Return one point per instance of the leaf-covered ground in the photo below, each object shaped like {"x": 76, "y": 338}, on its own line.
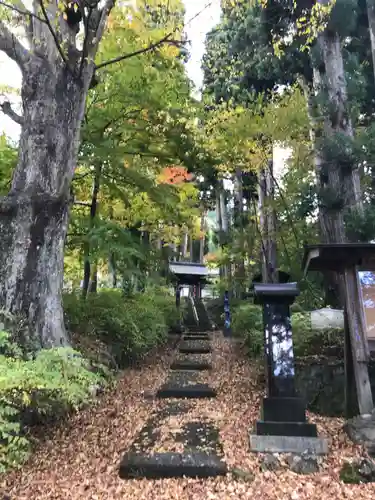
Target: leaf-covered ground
{"x": 80, "y": 460}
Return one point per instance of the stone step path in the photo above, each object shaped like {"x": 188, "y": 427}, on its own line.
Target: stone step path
{"x": 176, "y": 441}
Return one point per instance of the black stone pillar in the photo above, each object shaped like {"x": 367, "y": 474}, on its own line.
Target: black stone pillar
{"x": 283, "y": 412}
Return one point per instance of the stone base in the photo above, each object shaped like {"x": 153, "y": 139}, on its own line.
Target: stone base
{"x": 288, "y": 444}
{"x": 297, "y": 429}
{"x": 281, "y": 409}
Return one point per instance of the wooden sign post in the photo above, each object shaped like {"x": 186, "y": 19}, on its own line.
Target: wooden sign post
{"x": 349, "y": 260}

════

Requirement: Print the entries above exactly, leaving pictures out.

Task result:
Return one point per instance of the leaf-covered ground in the photo below, each object shaped like {"x": 76, "y": 338}, on its own line.
Target: leaf-covered ground
{"x": 80, "y": 460}
Return one point per instance of the stone step path in the photo above, each object shaped like {"x": 188, "y": 427}, on its own line.
Target: stone step path
{"x": 176, "y": 441}
Return one point per instance of the black stone pillar in the photo above, each object shaped like {"x": 367, "y": 474}, on its own line.
Target: black stone pillar
{"x": 283, "y": 412}
Return one point per instance of the stone base in the photo above, each object shaped like {"x": 153, "y": 139}, on its own line.
Target: stone base
{"x": 288, "y": 444}
{"x": 297, "y": 429}
{"x": 281, "y": 409}
Return one point per instance of the wooden sign post in the photo above, each object shaped like {"x": 186, "y": 19}, on its own line.
Target: wooden sign post
{"x": 349, "y": 260}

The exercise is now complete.